WORK REQUIRED: Count the lines below that contain the string "jacket", and state only the resulting number.

──────── DATA LISTING ────────

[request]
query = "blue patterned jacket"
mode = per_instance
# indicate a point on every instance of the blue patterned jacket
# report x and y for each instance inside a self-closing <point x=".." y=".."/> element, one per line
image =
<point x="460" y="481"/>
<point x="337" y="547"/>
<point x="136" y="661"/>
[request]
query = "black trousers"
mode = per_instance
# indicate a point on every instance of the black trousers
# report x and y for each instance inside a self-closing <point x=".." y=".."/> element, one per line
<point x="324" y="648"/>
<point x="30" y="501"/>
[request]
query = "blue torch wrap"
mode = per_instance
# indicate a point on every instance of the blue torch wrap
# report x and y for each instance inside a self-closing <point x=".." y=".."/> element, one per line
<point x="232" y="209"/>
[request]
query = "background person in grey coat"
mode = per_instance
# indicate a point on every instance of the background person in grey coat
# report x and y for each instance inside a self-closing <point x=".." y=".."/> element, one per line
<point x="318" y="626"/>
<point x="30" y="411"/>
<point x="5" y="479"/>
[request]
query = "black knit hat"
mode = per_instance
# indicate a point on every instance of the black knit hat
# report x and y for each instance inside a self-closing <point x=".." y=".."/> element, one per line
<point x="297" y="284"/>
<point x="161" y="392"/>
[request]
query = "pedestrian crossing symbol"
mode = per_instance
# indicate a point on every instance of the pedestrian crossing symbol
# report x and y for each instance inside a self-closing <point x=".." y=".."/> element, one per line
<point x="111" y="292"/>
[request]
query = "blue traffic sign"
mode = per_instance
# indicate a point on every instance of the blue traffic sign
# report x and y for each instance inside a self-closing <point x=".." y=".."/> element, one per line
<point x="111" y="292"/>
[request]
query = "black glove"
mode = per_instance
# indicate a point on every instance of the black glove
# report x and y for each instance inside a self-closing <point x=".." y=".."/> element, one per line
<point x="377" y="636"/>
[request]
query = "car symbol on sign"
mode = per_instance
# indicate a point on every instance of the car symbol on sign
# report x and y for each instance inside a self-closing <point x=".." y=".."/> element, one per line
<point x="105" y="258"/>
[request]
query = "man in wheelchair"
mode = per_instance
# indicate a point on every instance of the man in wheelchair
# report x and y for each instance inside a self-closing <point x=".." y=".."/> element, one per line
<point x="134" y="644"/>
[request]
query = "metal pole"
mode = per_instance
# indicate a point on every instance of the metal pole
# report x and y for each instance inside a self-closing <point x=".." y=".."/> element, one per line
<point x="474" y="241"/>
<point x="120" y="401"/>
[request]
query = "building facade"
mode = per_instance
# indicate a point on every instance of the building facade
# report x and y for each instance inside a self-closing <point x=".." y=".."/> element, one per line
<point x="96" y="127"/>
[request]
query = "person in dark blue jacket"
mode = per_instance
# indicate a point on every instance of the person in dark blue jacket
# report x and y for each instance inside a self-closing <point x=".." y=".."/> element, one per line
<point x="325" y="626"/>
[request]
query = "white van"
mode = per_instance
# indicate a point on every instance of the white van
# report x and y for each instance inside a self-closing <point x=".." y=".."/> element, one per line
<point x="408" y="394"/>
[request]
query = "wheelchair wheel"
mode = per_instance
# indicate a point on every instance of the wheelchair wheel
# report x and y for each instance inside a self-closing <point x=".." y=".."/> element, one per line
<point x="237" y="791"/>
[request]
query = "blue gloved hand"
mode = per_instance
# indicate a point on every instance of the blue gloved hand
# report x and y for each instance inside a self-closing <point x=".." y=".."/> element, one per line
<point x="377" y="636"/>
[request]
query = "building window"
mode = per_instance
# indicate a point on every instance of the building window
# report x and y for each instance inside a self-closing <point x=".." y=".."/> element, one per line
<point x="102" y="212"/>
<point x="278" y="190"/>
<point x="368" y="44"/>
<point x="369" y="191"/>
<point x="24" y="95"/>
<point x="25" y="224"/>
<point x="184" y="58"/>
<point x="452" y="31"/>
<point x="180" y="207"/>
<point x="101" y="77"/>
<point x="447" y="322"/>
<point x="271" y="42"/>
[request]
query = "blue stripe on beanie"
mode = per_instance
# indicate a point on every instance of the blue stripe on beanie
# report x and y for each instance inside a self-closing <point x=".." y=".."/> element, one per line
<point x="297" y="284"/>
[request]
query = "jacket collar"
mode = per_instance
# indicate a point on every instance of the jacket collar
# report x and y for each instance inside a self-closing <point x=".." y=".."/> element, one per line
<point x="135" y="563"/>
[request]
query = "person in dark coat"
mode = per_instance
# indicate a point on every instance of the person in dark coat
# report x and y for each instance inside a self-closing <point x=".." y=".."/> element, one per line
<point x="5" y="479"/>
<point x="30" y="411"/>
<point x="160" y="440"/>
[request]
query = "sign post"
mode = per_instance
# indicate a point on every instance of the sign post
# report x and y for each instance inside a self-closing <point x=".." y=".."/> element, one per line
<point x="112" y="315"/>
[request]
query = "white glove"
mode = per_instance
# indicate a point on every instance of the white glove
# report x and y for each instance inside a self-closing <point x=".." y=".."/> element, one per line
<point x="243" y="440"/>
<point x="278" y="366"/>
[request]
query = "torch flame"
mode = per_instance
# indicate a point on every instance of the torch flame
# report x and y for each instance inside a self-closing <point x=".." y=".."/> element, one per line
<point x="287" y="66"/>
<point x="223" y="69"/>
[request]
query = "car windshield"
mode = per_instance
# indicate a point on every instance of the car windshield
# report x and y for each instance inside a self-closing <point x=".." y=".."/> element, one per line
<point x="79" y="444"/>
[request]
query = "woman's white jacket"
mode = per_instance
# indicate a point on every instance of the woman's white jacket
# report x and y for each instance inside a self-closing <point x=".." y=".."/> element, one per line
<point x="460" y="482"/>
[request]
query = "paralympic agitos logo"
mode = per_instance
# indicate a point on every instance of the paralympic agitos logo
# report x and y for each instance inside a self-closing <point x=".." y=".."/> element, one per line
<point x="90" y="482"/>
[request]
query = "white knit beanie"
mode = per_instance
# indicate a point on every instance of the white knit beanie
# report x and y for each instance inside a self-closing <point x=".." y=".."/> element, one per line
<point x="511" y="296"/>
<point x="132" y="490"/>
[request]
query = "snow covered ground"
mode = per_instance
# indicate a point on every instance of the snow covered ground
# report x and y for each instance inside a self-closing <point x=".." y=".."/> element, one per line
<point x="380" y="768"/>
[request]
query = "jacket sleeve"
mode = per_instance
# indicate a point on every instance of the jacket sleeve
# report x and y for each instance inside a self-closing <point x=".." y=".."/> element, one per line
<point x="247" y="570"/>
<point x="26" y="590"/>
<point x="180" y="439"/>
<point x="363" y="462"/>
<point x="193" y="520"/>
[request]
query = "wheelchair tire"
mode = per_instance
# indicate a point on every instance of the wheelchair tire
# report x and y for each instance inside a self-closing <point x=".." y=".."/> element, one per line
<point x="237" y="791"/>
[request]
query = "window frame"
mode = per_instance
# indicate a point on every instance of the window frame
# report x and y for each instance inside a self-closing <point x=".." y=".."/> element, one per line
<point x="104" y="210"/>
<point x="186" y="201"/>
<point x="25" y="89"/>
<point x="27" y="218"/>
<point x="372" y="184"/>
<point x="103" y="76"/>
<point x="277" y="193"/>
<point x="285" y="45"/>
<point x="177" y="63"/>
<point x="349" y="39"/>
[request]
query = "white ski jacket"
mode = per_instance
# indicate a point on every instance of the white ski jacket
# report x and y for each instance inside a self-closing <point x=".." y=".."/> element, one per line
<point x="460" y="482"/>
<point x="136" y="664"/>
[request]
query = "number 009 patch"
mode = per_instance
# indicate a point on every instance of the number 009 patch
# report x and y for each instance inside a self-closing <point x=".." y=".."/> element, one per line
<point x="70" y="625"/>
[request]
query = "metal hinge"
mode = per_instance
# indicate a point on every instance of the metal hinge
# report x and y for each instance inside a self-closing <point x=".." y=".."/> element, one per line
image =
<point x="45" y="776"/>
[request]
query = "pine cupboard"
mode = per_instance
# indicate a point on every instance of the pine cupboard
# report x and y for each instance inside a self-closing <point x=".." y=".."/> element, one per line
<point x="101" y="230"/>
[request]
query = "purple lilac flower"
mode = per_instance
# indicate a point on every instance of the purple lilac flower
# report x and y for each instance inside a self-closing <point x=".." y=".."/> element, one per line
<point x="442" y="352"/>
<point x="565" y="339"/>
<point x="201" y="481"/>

────────

OUTPUT BELOW: 12